(Beginning of Material for the task)

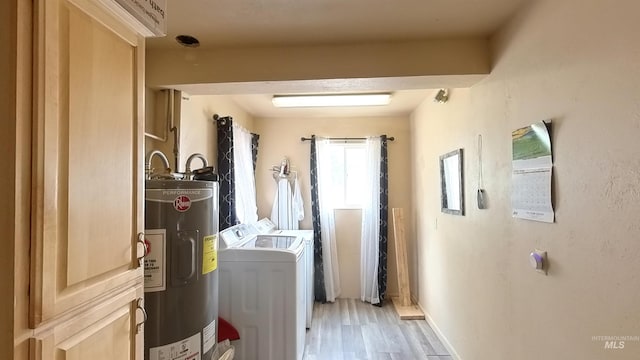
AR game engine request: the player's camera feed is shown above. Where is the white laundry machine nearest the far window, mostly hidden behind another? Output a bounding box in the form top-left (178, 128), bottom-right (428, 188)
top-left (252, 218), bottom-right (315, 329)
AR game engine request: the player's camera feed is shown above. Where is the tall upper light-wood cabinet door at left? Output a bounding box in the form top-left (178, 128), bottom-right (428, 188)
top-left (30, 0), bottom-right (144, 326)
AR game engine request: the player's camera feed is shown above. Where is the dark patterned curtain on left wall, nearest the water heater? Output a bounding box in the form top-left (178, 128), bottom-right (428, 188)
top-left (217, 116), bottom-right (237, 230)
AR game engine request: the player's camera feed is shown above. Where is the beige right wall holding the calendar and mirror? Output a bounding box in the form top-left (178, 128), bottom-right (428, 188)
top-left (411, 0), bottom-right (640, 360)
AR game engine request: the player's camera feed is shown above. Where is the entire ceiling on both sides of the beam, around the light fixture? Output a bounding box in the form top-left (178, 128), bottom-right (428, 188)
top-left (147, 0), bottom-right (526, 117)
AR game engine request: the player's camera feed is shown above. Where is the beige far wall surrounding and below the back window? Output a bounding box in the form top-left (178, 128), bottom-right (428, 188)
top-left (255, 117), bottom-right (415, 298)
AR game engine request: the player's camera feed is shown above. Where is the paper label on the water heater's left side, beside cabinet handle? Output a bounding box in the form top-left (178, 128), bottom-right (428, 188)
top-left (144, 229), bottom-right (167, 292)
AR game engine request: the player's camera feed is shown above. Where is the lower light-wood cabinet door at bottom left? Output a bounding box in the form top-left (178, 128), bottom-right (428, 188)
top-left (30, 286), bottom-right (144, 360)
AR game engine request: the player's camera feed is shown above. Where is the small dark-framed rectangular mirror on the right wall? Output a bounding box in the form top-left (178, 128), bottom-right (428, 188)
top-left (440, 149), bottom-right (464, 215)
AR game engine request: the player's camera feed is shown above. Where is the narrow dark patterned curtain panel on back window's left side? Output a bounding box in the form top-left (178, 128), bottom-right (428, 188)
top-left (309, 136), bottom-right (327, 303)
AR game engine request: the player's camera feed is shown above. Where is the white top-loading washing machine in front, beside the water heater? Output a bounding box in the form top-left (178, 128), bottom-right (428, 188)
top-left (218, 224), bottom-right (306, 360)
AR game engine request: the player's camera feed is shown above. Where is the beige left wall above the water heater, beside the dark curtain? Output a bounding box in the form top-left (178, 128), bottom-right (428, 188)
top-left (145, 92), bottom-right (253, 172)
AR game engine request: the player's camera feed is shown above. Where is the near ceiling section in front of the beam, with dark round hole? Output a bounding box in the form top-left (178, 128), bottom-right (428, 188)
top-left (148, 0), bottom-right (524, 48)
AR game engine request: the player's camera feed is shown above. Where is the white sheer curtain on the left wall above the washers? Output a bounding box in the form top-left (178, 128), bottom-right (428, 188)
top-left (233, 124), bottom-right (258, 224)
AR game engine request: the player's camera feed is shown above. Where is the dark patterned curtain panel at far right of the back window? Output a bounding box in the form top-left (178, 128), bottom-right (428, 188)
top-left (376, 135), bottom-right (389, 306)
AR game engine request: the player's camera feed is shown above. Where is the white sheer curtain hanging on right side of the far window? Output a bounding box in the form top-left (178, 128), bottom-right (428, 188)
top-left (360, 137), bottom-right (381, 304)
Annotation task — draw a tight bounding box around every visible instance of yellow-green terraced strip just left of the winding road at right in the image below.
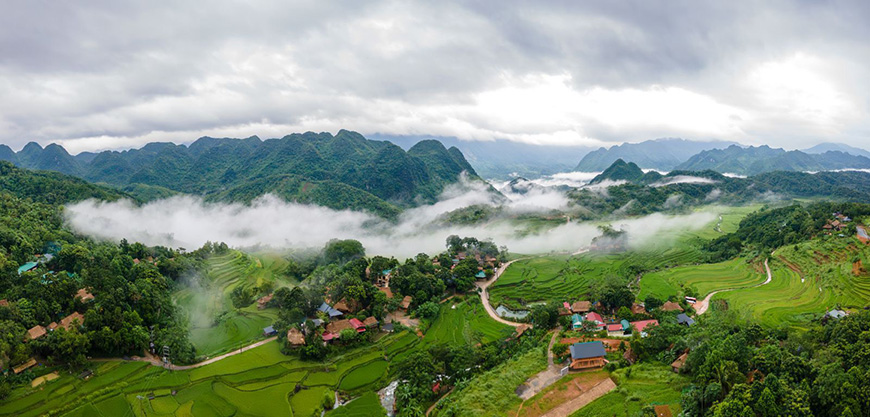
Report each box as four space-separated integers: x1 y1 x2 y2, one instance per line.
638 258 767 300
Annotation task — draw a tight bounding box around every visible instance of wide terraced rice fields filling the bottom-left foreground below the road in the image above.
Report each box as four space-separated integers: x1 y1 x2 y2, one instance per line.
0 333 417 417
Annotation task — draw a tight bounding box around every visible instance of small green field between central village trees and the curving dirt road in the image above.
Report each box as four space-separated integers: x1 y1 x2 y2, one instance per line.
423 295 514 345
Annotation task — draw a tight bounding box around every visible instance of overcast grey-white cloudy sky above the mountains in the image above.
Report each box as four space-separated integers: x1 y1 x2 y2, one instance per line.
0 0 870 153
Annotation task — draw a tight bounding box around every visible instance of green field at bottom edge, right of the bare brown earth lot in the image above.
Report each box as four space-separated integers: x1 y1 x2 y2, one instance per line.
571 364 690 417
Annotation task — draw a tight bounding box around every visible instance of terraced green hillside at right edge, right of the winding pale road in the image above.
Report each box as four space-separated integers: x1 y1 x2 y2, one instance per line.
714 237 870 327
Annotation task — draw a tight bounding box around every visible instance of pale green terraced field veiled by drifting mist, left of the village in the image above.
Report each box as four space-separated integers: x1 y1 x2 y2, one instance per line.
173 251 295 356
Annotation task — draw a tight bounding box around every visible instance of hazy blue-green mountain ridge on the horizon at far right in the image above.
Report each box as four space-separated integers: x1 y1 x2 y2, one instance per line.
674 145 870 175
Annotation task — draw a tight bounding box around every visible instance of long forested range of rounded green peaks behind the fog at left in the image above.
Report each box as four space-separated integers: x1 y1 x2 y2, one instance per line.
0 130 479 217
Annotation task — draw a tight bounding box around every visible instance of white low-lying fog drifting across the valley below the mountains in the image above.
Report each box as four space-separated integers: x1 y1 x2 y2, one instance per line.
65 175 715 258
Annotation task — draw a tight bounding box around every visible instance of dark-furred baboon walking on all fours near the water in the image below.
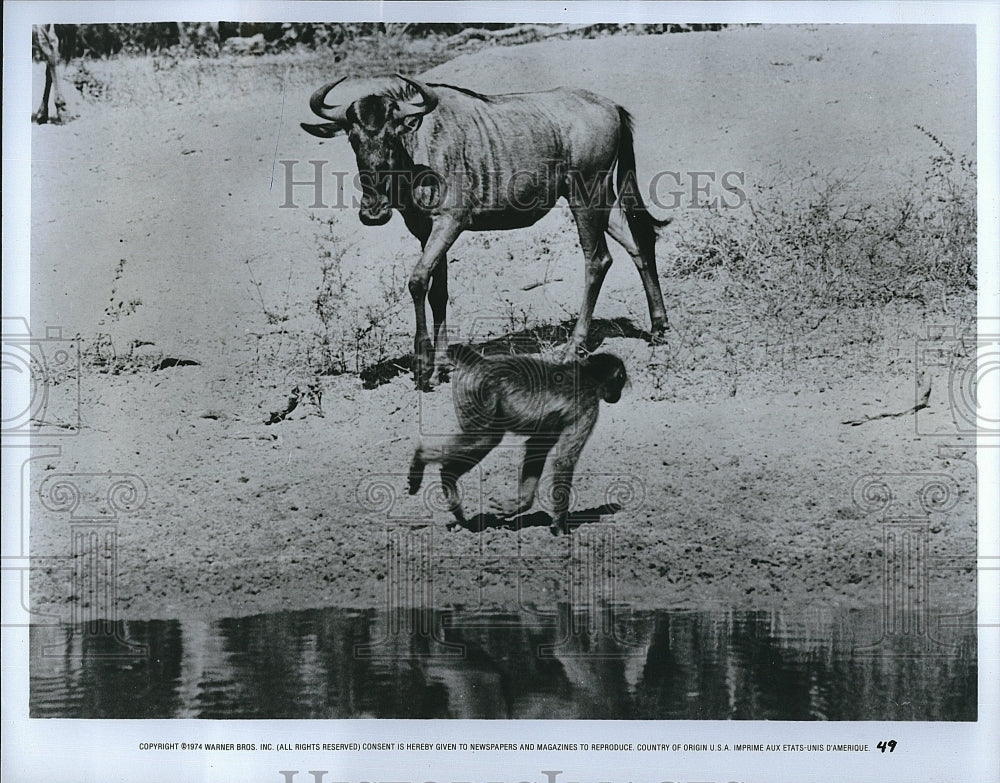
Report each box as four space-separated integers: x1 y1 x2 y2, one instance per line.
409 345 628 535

(End of Material for the task)
(Beginning of Material for the task)

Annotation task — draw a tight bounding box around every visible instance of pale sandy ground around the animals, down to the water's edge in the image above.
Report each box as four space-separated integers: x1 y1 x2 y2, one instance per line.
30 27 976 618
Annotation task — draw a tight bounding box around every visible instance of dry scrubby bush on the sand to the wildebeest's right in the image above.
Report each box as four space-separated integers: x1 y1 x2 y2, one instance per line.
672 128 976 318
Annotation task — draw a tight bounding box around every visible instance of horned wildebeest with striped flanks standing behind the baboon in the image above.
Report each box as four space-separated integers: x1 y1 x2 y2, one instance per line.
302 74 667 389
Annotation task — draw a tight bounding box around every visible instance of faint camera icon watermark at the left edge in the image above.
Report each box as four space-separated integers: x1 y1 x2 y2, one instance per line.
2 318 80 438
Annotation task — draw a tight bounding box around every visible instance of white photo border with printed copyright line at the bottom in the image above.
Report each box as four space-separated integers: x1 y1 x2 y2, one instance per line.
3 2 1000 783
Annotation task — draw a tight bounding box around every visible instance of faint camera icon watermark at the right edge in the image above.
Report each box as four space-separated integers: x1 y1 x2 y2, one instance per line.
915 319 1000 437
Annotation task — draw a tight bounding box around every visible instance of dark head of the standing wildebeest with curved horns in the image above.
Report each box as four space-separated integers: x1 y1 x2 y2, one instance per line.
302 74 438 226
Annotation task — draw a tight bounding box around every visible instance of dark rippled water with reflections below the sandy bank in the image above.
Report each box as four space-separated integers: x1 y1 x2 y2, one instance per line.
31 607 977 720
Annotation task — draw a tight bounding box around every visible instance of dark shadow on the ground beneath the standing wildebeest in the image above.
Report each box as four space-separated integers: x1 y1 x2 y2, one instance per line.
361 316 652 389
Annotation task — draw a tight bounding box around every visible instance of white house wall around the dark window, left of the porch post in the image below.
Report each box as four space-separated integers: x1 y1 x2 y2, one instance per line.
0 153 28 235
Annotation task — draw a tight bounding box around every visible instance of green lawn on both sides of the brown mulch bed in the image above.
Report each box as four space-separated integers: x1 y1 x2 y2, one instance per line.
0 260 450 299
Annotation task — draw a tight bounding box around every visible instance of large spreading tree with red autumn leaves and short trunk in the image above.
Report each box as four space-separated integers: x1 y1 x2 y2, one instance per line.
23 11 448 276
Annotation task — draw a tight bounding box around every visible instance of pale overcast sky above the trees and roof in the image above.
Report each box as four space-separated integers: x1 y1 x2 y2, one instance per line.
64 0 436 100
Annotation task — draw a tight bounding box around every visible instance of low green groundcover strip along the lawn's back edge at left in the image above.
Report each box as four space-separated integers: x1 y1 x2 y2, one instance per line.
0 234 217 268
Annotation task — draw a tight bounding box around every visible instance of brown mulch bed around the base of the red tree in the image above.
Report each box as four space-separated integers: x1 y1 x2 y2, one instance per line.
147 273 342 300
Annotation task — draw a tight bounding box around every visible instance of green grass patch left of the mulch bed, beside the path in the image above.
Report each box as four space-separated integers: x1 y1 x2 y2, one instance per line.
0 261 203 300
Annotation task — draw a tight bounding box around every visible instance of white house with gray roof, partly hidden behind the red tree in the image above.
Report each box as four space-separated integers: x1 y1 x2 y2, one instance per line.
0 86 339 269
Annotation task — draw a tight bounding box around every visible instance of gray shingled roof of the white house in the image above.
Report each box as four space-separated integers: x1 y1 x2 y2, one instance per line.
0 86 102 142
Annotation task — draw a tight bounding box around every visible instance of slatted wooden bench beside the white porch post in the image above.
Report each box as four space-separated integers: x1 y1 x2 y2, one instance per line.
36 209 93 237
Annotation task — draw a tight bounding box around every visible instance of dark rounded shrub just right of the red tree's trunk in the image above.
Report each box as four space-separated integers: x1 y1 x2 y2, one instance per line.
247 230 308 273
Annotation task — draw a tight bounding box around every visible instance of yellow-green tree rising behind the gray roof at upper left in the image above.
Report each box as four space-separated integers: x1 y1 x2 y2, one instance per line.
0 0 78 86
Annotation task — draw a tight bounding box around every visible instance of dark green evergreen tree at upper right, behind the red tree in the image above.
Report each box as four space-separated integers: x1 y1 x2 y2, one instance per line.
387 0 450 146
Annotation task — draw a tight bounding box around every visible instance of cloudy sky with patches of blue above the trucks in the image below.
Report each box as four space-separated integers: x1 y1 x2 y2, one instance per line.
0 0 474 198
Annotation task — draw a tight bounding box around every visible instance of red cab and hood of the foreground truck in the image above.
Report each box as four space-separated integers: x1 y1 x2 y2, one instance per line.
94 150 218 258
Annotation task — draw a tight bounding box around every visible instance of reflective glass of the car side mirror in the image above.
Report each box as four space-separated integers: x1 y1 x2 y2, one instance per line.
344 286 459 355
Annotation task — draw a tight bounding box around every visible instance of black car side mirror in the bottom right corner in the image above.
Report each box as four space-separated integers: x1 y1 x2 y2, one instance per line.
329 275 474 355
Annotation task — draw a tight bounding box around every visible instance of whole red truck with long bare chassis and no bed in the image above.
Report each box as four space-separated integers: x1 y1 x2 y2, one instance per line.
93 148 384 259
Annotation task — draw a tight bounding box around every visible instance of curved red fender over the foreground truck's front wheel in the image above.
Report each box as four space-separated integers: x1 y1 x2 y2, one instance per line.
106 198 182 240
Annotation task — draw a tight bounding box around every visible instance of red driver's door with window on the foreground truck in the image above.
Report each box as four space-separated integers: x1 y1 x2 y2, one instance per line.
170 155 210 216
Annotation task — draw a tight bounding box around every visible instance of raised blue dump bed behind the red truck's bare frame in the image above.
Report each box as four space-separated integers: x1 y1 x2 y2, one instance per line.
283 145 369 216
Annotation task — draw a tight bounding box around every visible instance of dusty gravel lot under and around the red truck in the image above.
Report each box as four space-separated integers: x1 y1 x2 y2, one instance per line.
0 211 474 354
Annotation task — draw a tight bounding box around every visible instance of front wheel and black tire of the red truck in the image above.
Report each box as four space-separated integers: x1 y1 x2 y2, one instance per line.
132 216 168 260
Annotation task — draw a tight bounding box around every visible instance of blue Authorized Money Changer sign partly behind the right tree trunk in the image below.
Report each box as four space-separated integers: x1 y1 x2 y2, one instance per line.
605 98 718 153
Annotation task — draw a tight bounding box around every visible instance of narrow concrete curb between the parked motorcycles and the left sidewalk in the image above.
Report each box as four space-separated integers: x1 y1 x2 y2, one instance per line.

(End of Material for the task)
(Beginning of Material for the task)

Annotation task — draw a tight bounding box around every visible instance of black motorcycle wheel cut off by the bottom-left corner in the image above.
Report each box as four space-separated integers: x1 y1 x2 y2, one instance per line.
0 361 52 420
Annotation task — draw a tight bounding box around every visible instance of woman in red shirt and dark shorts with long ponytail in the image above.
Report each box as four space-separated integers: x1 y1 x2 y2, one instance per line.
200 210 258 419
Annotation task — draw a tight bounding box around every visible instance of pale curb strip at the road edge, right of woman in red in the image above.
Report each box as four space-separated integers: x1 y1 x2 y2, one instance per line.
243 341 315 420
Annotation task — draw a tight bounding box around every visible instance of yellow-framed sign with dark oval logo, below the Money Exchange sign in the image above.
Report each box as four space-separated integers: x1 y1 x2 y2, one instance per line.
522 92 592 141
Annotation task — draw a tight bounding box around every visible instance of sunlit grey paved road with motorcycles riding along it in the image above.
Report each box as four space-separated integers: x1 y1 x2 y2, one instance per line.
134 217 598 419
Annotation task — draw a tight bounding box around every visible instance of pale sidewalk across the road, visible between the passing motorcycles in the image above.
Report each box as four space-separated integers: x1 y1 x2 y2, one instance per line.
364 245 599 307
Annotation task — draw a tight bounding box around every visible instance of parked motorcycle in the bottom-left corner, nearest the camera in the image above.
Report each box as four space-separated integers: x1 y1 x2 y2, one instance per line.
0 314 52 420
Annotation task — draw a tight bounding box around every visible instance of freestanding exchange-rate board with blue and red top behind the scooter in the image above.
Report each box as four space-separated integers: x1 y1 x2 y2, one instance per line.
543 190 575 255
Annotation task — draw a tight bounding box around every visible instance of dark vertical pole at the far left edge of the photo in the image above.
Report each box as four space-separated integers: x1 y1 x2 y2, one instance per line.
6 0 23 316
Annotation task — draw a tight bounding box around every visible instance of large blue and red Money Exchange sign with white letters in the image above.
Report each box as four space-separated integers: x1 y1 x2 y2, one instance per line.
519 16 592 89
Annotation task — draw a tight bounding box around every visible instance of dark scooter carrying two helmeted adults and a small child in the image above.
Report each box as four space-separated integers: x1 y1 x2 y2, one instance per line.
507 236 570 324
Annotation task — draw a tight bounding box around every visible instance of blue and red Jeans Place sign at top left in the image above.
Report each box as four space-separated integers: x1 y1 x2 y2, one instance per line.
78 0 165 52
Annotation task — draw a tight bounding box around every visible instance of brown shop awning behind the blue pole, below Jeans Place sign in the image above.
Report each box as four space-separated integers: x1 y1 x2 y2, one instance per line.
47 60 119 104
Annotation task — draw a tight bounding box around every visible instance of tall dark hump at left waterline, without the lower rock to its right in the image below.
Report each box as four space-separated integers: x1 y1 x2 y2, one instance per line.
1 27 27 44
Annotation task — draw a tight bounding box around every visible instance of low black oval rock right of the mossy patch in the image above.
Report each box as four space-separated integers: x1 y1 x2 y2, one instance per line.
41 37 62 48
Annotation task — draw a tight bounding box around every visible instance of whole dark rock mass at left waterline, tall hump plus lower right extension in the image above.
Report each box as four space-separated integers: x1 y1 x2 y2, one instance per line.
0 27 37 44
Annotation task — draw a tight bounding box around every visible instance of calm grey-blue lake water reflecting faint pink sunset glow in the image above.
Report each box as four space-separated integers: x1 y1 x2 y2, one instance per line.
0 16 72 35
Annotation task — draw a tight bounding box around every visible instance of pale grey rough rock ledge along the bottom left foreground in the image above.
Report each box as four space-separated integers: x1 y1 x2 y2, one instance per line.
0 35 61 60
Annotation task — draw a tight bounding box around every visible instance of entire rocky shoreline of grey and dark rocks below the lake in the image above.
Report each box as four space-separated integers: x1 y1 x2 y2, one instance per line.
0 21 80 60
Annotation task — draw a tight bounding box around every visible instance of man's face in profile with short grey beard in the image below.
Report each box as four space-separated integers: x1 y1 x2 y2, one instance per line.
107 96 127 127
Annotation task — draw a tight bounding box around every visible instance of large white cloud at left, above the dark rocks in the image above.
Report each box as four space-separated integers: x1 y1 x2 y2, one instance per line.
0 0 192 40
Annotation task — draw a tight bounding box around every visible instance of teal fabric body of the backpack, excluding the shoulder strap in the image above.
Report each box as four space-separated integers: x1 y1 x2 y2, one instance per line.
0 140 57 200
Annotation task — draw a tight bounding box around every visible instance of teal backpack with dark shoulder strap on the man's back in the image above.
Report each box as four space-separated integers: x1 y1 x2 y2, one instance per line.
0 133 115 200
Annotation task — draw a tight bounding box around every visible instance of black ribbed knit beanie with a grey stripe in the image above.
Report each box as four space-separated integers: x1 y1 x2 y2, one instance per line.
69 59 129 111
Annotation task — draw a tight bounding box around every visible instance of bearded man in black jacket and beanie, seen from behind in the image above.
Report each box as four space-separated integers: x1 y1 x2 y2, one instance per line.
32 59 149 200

(End of Material for the task)

_Exercise brief:_
Beginning with the line above that contains "is the narrow" and ending with the line that contains "the road in the image above.", quote each line exactly, keeping out the pictures.

_Exercise solution:_
AR game engine request: the player's camera feed is shown above. Where is the narrow dark patterned curtain panel on back window's left side? Output a bounding box in the form top-left (178, 128), bottom-right (428, 188)
top-left (309, 136), bottom-right (327, 303)
AR game engine request: the player's camera feed is shown above. Where is the white top-loading washing machine in front, beside the water heater? Output a bounding box in the form top-left (178, 128), bottom-right (428, 188)
top-left (218, 224), bottom-right (306, 360)
AR game engine request: the player's camera feed is shown above. Where is the beige left wall above the water heater, beside the dark curtain? Output a bounding box in the form top-left (178, 128), bottom-right (428, 188)
top-left (145, 92), bottom-right (253, 172)
AR game engine request: the player's camera feed is shown above. Where is the near ceiling section in front of the beam, with dark round hole? Output a bounding box in the form top-left (178, 128), bottom-right (428, 188)
top-left (148, 0), bottom-right (524, 48)
AR game engine request: the player's camera feed is shown above. Where is the white sheer curtain on the left wall above the washers? Output a bounding box in the form top-left (178, 128), bottom-right (428, 188)
top-left (233, 124), bottom-right (258, 224)
AR game engine request: the player's camera feed is shown above. Where is the dark patterned curtain panel at far right of the back window? Output a bounding box in the form top-left (178, 128), bottom-right (428, 188)
top-left (376, 135), bottom-right (389, 306)
AR game engine request: the player's camera feed is shown above. Where is the white sheer curtain hanging on right side of the far window? Output a bounding box in the form top-left (178, 128), bottom-right (428, 188)
top-left (360, 137), bottom-right (381, 304)
Annotation task — draw a tight bounding box around every visible instance of yellow-green terraced strip just left of the winding road at right in the image below.
Report each box as four space-separated integers: x1 y1 x2 y2, one instance per line.
638 258 767 300
Annotation task — draw a tight bounding box around every visible instance of wide terraced rice fields filling the bottom-left foreground below the road in the image above.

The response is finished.